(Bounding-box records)
########################################

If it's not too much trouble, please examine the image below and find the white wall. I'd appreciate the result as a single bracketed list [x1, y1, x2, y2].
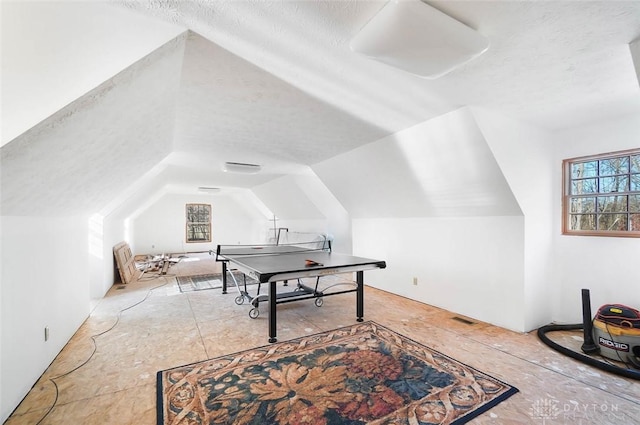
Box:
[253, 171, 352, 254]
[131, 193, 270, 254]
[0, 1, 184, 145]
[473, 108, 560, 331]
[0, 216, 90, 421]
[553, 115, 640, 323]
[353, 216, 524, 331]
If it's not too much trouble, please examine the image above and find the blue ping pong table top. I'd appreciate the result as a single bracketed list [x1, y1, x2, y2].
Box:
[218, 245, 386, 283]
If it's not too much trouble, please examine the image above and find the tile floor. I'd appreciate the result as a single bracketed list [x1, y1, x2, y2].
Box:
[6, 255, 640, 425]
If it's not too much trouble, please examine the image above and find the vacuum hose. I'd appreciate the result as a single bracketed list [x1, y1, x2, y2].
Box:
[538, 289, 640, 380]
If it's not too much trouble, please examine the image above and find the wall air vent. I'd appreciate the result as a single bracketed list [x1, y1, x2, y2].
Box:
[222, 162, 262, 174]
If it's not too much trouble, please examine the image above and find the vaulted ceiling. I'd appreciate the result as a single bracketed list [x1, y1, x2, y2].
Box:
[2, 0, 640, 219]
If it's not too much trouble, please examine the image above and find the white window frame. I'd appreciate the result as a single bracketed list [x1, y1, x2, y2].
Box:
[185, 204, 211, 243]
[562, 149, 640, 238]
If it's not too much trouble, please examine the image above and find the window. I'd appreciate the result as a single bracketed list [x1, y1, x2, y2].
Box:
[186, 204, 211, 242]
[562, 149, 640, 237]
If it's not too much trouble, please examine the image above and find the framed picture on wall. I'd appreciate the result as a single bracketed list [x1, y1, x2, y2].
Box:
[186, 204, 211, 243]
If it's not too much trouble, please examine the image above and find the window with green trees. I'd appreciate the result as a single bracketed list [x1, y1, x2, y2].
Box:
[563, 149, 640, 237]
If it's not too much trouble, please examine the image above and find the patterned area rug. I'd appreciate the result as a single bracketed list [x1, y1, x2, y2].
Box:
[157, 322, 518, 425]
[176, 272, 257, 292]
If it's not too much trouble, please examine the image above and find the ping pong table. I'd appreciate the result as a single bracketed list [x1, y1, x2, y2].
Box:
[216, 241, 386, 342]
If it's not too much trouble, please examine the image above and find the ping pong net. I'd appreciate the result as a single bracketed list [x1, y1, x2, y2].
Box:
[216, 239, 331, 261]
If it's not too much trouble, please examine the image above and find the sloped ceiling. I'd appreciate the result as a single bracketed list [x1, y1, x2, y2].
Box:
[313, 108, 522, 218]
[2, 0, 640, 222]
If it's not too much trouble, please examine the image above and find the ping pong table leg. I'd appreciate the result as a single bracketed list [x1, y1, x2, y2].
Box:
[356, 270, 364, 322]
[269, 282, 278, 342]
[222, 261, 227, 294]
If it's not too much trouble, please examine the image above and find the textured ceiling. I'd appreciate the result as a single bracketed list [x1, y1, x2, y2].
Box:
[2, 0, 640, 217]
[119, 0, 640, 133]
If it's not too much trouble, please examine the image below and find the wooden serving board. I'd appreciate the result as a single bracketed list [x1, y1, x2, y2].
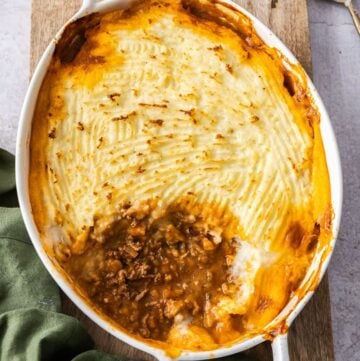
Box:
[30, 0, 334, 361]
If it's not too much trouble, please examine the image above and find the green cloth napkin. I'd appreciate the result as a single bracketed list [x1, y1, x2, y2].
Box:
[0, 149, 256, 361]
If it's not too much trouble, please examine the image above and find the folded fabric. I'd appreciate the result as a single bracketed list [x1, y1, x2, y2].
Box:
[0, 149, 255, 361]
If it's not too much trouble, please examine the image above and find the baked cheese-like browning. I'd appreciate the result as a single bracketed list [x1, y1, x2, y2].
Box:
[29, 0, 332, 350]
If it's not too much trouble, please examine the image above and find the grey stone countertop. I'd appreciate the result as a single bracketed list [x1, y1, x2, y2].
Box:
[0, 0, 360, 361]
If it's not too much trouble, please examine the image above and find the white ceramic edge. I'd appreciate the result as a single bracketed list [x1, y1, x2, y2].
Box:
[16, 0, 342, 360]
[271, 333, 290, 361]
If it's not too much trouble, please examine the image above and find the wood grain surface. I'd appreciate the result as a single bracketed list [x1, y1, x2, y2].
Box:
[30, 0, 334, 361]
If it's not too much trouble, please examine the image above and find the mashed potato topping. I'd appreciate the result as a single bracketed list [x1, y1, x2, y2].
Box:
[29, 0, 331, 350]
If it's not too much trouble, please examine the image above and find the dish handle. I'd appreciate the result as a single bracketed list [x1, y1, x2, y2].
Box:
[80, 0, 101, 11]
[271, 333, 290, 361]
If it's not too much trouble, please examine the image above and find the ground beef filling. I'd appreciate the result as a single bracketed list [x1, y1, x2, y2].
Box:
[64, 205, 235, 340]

########################################

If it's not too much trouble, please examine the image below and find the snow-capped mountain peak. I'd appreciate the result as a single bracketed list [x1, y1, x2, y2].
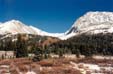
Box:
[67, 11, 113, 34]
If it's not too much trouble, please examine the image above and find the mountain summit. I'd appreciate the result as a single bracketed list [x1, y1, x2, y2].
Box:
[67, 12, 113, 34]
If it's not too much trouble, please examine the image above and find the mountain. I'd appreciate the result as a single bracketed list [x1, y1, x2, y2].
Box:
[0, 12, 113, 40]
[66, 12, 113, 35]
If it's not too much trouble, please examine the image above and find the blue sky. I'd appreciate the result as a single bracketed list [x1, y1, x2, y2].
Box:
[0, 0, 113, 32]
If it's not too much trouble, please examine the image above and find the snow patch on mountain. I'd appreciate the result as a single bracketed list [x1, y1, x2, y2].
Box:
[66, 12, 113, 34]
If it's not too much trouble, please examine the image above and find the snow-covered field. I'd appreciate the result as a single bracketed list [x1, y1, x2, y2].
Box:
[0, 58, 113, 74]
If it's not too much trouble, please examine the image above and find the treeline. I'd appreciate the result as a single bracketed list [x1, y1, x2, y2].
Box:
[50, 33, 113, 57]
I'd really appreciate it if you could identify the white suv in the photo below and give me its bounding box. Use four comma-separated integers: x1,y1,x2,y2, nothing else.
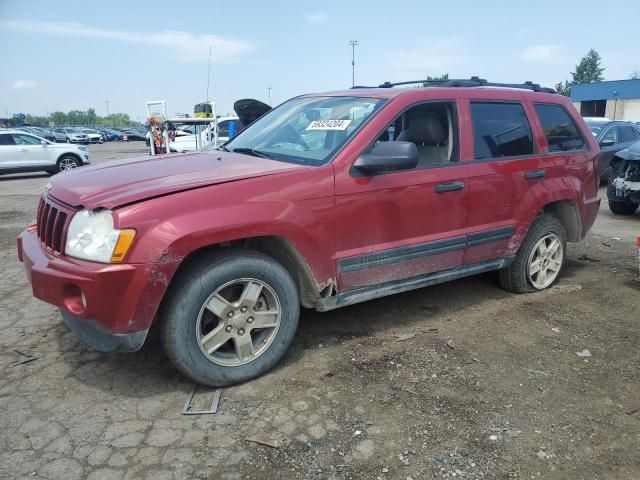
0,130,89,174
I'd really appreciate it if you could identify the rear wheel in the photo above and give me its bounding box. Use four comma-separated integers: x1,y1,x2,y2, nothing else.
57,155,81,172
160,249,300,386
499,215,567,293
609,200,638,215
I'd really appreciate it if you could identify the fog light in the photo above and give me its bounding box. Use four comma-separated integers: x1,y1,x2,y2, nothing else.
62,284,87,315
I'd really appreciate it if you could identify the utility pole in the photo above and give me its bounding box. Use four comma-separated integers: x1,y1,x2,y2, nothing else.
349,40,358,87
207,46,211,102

########################################

Task statement:
Swap "sloped ceiling" for "slanted ceiling" and write out again only the lines starting at the one that has "ping pong table." and stopping after the one that has "[2, 0, 640, 222]". Leave everything else in them unchanged.

Solution for this exercise:
If it's not too much trouble, please examine the image above and find the ping pong table. I'd appreciate the result as a single bracketed list [x1, y1, x2, y2].
Box:
[216, 241, 386, 342]
If it's not too much trouble, please examine the image above and find the ping pong net. I'd appreciate the result as a single bracketed list [x1, y1, x2, y2].
Box:
[216, 239, 331, 261]
If it's not too much trouble, please examine the image above and find the slanted ceiling. I'd appreciate the result as a single bracketed list [x1, y1, x2, y2].
Box:
[313, 108, 522, 218]
[2, 0, 640, 222]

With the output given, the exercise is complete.